• **Problem description**:
List each line in the entries below that contains the word "british", copying the whole line.

• **Dataset**:
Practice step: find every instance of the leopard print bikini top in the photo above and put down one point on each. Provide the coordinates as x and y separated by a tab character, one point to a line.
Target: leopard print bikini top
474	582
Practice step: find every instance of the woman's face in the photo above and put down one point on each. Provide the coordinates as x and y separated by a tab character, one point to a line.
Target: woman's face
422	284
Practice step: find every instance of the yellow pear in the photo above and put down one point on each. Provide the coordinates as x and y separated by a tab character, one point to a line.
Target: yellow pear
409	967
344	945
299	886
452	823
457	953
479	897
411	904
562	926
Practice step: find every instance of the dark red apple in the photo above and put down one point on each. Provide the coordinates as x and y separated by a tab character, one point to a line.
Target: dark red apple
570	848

==

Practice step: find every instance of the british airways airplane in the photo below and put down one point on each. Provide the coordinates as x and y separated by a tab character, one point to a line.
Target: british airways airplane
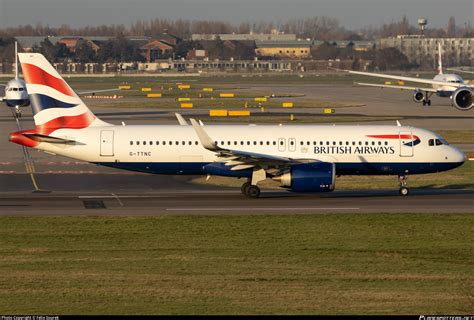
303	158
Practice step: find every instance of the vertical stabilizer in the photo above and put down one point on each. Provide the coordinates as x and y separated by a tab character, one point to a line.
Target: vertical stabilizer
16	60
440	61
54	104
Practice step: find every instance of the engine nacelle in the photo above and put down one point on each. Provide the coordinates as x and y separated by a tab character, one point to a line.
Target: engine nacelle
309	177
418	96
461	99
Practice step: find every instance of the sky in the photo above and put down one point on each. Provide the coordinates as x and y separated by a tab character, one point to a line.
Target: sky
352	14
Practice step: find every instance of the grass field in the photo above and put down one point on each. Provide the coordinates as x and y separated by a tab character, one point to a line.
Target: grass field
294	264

• **Written response**:
Practice step: find every instance of the british airways airplane in the photo below and put down one point on each. Provide the coordinates as x and y separated by a tab character, one point to a line.
Target: british airways airplane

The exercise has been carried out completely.